───── PROVIDED INFORMATION

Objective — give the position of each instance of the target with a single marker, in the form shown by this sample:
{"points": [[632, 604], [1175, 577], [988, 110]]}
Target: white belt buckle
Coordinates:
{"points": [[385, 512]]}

──────────

TASK GOAL: Convert each line of the records above into a JSON list of strings, one string per line, leaving out blank lines.

RESULT OF THE TASK:
[
  "Objective — give the position of each instance of the target with a single marker, in the form shown by this sample:",
  "{\"points\": [[632, 604], [1175, 577], [988, 110]]}",
  "Target: white belt buckle",
  "Coordinates:",
  "{\"points\": [[385, 512]]}"
]